- _DATA UNDER STUDY_:
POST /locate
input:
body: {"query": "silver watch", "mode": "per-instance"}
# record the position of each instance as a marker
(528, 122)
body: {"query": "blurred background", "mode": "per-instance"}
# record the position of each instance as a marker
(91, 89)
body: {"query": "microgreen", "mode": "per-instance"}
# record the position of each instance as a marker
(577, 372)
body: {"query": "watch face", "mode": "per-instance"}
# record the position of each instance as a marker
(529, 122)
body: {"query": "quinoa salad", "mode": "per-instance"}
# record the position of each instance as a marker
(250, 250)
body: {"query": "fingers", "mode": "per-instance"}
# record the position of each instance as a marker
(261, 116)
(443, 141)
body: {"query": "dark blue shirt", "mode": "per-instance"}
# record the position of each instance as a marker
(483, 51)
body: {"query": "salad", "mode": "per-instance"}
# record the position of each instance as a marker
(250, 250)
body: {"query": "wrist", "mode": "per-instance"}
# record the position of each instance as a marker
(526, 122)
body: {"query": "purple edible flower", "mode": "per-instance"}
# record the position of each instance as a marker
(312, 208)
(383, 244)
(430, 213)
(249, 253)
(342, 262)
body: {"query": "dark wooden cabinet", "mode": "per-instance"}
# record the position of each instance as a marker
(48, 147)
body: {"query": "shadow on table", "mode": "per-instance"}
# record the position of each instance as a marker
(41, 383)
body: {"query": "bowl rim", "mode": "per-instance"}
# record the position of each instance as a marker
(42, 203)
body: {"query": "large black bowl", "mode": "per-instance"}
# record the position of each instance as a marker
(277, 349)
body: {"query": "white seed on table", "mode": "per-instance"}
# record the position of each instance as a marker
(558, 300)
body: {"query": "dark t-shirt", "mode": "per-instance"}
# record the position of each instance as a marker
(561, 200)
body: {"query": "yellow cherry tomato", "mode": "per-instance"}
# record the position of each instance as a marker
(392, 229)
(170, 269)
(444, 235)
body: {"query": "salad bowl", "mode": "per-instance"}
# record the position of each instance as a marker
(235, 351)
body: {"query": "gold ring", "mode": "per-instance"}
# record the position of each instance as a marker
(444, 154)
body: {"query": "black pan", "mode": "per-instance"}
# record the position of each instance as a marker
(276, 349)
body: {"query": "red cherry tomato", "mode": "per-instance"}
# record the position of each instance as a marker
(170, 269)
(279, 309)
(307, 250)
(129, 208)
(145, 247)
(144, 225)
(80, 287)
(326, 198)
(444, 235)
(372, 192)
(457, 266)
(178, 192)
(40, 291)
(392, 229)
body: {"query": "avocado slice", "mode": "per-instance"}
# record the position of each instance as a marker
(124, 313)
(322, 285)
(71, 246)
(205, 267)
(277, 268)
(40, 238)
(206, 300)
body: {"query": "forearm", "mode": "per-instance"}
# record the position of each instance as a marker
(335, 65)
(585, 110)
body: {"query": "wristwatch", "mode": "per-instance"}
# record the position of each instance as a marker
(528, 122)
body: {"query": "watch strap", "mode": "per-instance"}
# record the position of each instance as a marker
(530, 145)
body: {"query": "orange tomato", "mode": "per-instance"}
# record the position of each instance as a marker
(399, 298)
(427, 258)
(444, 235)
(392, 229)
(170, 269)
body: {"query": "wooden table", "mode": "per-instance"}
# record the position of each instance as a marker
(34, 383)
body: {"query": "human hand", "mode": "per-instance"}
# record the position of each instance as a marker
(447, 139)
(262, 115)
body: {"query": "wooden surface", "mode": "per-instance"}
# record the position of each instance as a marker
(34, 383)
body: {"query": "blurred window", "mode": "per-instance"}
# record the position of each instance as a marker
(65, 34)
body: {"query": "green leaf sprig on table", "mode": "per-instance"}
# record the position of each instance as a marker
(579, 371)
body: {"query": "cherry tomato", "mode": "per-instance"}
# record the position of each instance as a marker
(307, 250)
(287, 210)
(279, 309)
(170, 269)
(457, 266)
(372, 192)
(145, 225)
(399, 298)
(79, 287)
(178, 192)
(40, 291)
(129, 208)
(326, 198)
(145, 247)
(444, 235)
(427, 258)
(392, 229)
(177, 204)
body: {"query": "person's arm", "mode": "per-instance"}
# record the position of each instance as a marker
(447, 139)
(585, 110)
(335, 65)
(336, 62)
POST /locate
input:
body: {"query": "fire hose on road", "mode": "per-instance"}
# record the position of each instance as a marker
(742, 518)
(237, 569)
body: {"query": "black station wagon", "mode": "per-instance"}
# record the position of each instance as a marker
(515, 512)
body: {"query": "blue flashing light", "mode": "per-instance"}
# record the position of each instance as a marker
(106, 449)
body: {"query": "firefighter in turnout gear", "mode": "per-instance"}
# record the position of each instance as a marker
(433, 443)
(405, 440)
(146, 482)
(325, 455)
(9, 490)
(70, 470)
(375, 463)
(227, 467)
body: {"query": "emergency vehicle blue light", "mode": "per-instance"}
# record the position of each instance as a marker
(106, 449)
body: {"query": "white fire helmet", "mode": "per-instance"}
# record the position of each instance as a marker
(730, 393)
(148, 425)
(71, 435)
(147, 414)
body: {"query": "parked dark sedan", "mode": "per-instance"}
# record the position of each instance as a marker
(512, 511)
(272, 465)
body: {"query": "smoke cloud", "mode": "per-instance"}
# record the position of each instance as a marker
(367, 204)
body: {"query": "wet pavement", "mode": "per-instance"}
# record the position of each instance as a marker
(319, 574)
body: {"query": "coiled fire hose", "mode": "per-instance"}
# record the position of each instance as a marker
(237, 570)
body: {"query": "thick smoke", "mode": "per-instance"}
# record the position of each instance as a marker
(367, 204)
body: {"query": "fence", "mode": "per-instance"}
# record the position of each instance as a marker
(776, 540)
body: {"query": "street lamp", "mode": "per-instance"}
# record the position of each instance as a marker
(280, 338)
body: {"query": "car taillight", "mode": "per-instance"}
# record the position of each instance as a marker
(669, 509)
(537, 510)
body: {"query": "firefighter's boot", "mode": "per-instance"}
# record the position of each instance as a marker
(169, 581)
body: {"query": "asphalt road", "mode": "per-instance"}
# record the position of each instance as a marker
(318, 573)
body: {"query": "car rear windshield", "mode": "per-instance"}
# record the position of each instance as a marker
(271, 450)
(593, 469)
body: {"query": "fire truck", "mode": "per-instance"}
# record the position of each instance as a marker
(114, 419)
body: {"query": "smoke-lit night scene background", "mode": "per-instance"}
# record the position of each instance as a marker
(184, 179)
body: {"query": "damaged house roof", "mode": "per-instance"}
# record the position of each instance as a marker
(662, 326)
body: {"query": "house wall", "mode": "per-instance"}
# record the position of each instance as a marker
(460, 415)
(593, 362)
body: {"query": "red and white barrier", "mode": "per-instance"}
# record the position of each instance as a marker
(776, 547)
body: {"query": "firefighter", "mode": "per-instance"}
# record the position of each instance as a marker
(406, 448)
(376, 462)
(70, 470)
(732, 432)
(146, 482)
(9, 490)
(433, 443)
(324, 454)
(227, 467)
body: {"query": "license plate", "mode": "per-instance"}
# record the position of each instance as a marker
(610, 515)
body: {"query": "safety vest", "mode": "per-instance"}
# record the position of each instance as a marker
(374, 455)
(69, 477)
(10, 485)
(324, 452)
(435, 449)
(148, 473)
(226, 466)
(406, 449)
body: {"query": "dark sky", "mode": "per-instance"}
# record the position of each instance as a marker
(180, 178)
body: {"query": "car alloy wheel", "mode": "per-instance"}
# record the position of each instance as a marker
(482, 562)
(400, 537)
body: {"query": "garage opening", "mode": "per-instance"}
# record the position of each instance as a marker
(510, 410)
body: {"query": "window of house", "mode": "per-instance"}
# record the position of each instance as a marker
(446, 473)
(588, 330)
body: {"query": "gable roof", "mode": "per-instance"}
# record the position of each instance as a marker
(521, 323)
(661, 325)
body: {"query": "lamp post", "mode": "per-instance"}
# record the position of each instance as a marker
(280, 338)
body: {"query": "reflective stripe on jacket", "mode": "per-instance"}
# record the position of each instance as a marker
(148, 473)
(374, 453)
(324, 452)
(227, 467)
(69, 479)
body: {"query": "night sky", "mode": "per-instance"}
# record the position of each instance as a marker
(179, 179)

- _WHAT THE TASK REQUIRES_: Among the lines above, count those containing "lamp" and give only that count.

- _TASK OUTPUT_: 2